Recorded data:
--------------------------------
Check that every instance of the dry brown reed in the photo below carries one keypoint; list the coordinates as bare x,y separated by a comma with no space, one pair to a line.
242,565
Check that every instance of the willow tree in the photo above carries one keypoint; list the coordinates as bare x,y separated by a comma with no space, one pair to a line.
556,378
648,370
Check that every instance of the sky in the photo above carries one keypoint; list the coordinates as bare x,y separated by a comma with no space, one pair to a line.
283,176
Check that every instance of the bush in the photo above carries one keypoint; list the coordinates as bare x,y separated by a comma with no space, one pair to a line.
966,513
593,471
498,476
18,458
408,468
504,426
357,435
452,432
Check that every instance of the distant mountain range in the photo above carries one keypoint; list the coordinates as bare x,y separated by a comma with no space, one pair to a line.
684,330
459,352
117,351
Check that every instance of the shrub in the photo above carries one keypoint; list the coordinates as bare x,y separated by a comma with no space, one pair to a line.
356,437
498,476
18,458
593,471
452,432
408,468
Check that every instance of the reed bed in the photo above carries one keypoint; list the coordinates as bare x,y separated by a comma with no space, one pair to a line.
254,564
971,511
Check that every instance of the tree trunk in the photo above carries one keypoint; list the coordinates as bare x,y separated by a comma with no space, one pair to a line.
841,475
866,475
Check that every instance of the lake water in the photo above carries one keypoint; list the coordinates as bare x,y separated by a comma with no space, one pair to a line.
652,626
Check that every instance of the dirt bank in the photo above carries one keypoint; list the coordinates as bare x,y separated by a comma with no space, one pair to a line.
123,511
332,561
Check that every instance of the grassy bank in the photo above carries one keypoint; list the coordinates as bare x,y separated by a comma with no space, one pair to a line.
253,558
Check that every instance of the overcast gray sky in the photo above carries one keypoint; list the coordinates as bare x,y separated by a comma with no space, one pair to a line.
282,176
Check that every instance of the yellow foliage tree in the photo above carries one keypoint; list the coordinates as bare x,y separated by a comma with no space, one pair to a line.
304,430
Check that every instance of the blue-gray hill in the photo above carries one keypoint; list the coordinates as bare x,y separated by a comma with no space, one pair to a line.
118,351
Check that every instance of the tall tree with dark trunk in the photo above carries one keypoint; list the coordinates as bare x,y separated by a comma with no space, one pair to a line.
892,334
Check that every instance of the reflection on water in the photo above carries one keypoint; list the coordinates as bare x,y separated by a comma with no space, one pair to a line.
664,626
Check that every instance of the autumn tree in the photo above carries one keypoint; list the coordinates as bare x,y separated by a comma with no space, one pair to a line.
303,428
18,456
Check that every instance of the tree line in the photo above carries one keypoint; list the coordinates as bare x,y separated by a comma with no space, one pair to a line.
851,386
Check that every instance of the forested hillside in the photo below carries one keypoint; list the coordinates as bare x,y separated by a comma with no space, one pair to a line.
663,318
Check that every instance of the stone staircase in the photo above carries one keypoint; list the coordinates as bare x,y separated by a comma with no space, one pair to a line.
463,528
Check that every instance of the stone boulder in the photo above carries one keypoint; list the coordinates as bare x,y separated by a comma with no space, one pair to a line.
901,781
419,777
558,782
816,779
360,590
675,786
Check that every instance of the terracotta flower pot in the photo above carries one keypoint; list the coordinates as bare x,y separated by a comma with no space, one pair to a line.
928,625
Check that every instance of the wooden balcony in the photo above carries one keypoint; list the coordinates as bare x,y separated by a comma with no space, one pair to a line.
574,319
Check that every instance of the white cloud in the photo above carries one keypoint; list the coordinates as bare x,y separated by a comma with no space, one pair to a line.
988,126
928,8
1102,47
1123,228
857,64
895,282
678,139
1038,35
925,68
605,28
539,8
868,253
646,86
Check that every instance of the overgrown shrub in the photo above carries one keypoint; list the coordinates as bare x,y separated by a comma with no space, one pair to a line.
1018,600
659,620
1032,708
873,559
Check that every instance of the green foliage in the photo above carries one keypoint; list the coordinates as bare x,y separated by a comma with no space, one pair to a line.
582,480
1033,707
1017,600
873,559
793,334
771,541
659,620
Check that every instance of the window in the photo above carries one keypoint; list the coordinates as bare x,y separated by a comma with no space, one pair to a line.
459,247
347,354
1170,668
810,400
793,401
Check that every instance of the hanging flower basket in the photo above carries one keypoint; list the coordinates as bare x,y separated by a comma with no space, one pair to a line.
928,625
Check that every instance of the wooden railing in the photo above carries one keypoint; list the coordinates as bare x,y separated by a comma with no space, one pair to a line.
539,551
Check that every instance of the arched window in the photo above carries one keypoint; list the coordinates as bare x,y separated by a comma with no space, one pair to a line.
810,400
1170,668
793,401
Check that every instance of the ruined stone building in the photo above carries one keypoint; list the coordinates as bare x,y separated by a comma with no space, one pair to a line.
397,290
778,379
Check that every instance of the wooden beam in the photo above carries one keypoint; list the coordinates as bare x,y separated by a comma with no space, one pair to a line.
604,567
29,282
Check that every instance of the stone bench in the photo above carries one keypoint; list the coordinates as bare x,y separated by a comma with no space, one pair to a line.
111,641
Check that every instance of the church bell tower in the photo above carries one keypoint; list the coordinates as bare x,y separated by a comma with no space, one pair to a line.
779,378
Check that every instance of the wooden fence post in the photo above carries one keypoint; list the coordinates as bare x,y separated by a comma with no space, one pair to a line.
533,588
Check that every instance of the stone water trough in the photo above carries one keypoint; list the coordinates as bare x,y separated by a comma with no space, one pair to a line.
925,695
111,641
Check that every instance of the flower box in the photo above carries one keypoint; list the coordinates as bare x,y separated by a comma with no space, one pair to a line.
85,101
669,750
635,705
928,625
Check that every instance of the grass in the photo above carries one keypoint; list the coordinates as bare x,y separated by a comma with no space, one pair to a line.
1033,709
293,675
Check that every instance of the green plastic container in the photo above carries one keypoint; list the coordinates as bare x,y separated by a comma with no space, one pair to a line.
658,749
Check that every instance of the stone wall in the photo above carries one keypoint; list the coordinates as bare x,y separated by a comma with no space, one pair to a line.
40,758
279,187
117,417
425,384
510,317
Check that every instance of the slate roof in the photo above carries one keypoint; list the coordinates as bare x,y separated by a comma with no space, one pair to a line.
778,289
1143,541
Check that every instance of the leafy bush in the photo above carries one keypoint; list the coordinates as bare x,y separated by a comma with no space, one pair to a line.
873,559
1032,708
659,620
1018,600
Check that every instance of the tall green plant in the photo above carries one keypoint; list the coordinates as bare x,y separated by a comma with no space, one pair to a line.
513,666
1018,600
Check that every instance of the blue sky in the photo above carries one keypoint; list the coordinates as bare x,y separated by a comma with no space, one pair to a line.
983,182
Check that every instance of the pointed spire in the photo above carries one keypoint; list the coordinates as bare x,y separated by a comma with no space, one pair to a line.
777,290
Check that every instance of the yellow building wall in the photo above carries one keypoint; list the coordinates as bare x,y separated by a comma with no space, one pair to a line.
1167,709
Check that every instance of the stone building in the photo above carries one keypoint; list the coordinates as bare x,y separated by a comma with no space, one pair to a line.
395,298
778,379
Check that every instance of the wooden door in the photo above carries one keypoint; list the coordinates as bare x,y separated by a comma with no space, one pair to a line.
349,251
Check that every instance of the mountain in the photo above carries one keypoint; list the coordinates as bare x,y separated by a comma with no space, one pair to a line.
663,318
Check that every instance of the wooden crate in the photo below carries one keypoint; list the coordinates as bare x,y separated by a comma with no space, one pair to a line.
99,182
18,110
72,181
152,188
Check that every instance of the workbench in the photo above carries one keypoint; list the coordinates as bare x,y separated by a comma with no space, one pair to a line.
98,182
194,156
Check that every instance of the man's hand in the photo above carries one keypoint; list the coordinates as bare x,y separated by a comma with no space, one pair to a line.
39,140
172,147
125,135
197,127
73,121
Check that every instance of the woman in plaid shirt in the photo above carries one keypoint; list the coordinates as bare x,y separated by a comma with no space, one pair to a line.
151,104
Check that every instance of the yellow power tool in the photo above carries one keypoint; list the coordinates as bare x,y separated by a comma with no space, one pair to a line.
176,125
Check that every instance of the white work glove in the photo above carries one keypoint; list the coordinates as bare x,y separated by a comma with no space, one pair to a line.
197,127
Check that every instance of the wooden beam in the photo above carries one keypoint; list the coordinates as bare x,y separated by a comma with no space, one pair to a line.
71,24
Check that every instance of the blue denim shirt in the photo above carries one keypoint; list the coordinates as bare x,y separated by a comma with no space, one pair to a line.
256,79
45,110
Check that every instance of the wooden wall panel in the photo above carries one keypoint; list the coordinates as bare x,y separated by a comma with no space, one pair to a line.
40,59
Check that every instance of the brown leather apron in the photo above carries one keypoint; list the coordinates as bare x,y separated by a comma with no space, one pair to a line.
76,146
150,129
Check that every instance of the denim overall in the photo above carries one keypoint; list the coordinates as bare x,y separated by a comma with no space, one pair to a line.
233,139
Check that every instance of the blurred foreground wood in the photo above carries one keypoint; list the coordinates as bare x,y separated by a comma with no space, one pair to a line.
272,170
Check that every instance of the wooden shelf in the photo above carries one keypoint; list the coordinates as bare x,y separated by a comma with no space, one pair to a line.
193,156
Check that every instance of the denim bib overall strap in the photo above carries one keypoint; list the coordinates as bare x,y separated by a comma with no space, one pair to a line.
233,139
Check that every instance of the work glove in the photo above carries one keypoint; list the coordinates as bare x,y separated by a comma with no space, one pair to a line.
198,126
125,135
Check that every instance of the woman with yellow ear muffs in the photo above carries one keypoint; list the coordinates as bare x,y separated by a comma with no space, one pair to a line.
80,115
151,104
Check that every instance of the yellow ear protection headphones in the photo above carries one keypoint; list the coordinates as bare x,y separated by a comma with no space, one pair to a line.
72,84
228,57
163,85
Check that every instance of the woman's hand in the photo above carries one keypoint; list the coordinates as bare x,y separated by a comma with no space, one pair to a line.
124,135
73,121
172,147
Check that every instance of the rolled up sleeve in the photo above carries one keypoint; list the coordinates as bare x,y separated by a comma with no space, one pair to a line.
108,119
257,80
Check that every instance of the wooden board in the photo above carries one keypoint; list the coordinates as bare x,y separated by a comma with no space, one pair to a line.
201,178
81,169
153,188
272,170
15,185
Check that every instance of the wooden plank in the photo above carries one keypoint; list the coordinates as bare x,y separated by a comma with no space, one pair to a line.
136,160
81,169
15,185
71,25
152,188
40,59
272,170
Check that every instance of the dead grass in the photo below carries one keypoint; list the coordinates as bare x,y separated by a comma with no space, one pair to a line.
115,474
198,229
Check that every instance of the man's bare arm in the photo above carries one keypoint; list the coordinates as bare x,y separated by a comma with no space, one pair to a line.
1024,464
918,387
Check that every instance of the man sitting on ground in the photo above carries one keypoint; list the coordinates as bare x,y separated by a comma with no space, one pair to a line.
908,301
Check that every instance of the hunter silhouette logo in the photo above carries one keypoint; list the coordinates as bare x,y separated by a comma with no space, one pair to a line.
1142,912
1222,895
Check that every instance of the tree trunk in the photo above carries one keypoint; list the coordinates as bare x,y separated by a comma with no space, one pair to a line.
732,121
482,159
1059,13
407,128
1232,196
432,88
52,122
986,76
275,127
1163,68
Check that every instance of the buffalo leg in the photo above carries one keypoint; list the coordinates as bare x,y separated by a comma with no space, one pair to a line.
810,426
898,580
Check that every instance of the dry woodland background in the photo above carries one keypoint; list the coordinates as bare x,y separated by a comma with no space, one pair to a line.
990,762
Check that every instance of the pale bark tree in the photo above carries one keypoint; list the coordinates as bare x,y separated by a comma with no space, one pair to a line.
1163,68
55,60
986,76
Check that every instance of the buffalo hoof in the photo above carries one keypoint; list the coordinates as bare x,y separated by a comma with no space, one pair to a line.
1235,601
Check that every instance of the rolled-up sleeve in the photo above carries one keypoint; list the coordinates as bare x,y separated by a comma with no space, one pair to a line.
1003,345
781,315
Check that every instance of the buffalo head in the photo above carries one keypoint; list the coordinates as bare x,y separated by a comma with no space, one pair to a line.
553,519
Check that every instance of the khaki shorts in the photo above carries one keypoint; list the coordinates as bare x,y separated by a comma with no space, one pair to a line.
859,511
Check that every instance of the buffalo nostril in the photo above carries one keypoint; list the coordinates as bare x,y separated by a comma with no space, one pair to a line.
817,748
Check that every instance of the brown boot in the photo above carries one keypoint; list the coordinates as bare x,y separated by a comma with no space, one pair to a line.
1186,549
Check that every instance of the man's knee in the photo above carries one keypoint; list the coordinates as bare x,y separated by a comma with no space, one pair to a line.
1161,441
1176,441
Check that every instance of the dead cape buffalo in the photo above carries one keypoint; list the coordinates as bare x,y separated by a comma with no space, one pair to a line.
--------------------------------
Task directions:
Leave out every line before the one containing "Check that every instance of the khaki"; set down that line and all remaining lines of the material exactly.

Correct output:
Check that every instance of the khaki shorts in the photo above carries one keypoint; list the coordinates as bare x,y separated by a comma with no space, one pair to a line.
859,511
Check that every instance of the buffalo nostril in the photo above carries one keypoint; list the coordinates as bare x,y separated by a comma with no space, one pair to a line.
817,748
Check that every instance of the brown boot in the photo above carries one keypoint; list the coordinates as bare x,y separated by a comma with no space, one pair to a line.
1186,549
Check that every instance of the man's knee in the photo above carries one keypoint; list the coordinates as bare x,y separated by a comma with no space, one pair to a line.
1161,441
1176,441
Check that every instance of the dead cape buffalo in the photo above carries one keypoint; list the coordinates as bare x,y separated by a comma with no space, one pair to a line.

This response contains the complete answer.